* BEGIN Data for the task *

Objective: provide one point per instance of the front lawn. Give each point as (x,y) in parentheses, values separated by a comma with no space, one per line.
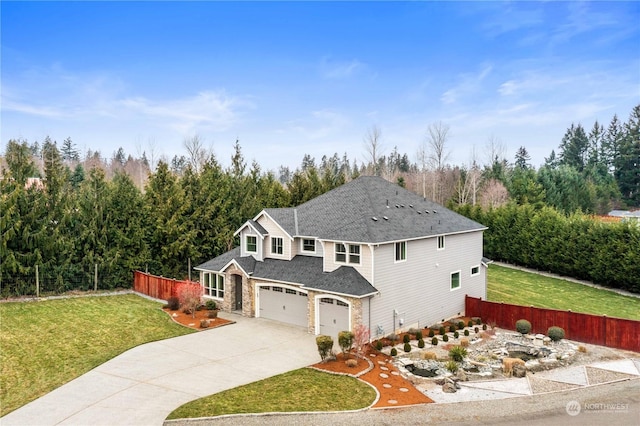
(48,343)
(524,288)
(299,390)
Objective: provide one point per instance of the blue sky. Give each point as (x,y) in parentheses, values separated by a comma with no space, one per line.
(295,78)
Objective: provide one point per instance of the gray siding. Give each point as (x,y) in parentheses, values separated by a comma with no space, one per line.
(419,288)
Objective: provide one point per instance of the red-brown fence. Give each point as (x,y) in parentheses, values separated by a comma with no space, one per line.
(598,330)
(154,286)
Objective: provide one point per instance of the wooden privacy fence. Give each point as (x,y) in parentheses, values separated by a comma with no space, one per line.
(157,287)
(598,330)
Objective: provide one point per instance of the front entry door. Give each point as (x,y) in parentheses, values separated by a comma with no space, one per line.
(238,290)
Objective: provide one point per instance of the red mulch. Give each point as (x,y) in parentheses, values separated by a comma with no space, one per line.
(389,396)
(189,321)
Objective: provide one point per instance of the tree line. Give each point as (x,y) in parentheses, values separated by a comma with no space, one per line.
(161,215)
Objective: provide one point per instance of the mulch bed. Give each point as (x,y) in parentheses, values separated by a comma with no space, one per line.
(188,320)
(394,390)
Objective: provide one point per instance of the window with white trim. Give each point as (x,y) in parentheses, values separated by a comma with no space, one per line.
(455,280)
(401,251)
(276,245)
(309,245)
(213,285)
(252,244)
(354,254)
(341,253)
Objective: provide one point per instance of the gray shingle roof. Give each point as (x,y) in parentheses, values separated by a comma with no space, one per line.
(346,214)
(305,270)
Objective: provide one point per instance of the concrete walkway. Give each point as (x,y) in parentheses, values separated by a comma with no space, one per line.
(143,385)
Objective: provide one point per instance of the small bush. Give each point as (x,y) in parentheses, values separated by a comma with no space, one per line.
(555,333)
(523,326)
(345,341)
(173,303)
(457,353)
(325,346)
(452,366)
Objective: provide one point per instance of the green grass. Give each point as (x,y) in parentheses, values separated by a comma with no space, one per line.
(48,343)
(524,288)
(299,390)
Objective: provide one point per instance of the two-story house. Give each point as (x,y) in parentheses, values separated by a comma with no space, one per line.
(368,252)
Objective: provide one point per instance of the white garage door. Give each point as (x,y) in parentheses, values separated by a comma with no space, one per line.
(334,317)
(284,304)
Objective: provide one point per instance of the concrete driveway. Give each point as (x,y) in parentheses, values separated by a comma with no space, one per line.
(143,385)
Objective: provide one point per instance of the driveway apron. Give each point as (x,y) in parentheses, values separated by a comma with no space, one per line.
(143,385)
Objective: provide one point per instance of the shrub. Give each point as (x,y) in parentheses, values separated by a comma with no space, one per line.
(523,326)
(345,341)
(457,353)
(325,345)
(173,303)
(555,333)
(452,366)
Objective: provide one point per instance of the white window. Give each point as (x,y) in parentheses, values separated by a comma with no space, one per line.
(354,254)
(455,280)
(252,244)
(309,245)
(213,285)
(401,251)
(276,245)
(341,253)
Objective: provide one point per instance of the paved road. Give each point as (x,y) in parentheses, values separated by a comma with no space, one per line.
(546,409)
(143,385)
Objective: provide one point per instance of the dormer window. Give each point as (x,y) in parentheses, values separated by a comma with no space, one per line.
(276,245)
(252,244)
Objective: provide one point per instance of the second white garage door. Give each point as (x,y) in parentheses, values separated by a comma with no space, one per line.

* END Data for the task *

Recast all of the material above as a Markdown table with the columns Row and Entry, one numbered row per line, skipping blank lines and leaving out the pictures.

> _Full response_:
| Row | Entry |
|---|---|
| 1 | Objective: provide one point per instance of the front lawn. Give each point as (x,y) in parentheses, values separated by a comma with no space, one per line. |
| 2 | (48,343) |
| 3 | (524,288) |
| 4 | (299,390) |
| 5 | Objective: provide one point per instance of the blue sky. Give each point as (x,y) in parentheses, values separated by a comma with no space, one per line. |
| 6 | (295,78) |
| 7 | Objective: provide one point per instance of the gray siding. Give each point as (x,y) in parentheses, values separated by a comma with no space, one per line. |
| 8 | (419,288) |
| 9 | Objective: provide one point per instance of the red-brown fence. Give each point as (x,y) in parentheses, values separated by a comma with no space, one per line. |
| 10 | (598,330) |
| 11 | (154,286) |
| 12 | Objective: provide one point per instance of the wooden privacy fence. Give each point as (x,y) in parentheses, values separated by a comma with no space, one per line. |
| 13 | (157,287) |
| 14 | (598,330) |
| 15 | Objective: provide one point per instance of the front entry door. Give each point as (x,y) in parentheses, values separated by a comma with no space, one per line. |
| 16 | (238,290) |
| 17 | Objective: provide one point per instance of the red mulch. Give each point as (x,y) in parentheses, values separated by a comma with no space, one per line. |
| 18 | (389,396) |
| 19 | (189,321) |
| 20 | Objective: provide one point per instance of the tree line. Give each point as (x,y) in parentheses, values separated by a comma with no space, one per line. |
| 21 | (161,215) |
| 22 | Objective: provide one point per instance of the mulch bed. Give each point as (x,y) in parentheses, values separated by a comma with no space, one per line. |
| 23 | (188,320) |
| 24 | (394,390) |
| 25 | Objective: provide one point per instance of the window with white trim. Give each point as (x,y) in parentheses, values separated by a comma with no space, one per line. |
| 26 | (455,280) |
| 27 | (401,251) |
| 28 | (276,245) |
| 29 | (309,245) |
| 30 | (213,285) |
| 31 | (252,244) |
| 32 | (354,254) |
| 33 | (341,253) |
| 34 | Objective: provide one point per instance of the gray shingle roof. Give each point as (x,y) in parentheses, values separated by a comma with no space, one per line. |
| 35 | (346,214) |
| 36 | (305,270) |
| 37 | Objective: provide one point per instance of the concrete walkway. Give each point as (x,y) in parentheses, values separated by a comma with no space, one per line. |
| 38 | (143,385) |
| 39 | Objective: provide one point per instance of the small bush. Give each point as (x,y) in parentheses, values separated by a comma with no space, one per line. |
| 40 | (555,333) |
| 41 | (523,326) |
| 42 | (345,341) |
| 43 | (173,303) |
| 44 | (457,353) |
| 45 | (325,346) |
| 46 | (452,366) |
| 47 | Objective: provide one point per instance of the green grass. Give each point as (x,y) in parentheses, values separated by a comma with no space, one per line. |
| 48 | (48,343) |
| 49 | (524,288) |
| 50 | (299,390) |
| 51 | Objective: provide one point per instance of the two-story house. Give each point as (x,y) in parentheses, values separated by a comma with no space, one per line. |
| 52 | (368,252) |
| 53 | Objective: provide one point per instance of the white garage door. Give each point as (x,y) in parentheses, values separated by a comma with no space, one per line. |
| 54 | (334,317) |
| 55 | (284,304) |
| 56 | Objective: provide one point per instance of the concrete driveway. Give each point as (x,y) in parentheses, values separated by a comma with no space, one per line. |
| 57 | (143,385) |
| 58 | Objective: provide one point per instance of the driveway apron. Give each point as (x,y) in parentheses, values separated by a comma with no space, one per line. |
| 59 | (143,385) |
| 60 | Objective: provide one point per instance of the shrub. Give each point as (x,y) in parentheses, values separated by a comma with no space, one per line. |
| 61 | (523,326) |
| 62 | (345,341) |
| 63 | (457,353) |
| 64 | (325,345) |
| 65 | (173,303) |
| 66 | (555,333) |
| 67 | (452,366) |
| 68 | Objective: provide one point per instance of the white window. Give each point as (x,y) in parentheses, values separated by a comma with no space, one per line. |
| 69 | (354,254) |
| 70 | (455,280) |
| 71 | (252,244) |
| 72 | (309,245) |
| 73 | (213,285) |
| 74 | (401,251) |
| 75 | (276,245) |
| 76 | (341,253) |
| 77 | Objective: provide one point per instance of the paved road. Give each point as (x,y) in parentheses, values separated by a comma with no space, one per line. |
| 78 | (546,409) |
| 79 | (143,385) |
| 80 | Objective: provide one point per instance of the dormer window. Give each point as (x,y) in parentheses, values separated by a comma with no space, one per line. |
| 81 | (276,245) |
| 82 | (252,244) |
| 83 | Objective: provide one point per instance of the second white garage door. Give each point as (x,y) in parentheses, values separated by a comma with no space, one per line. |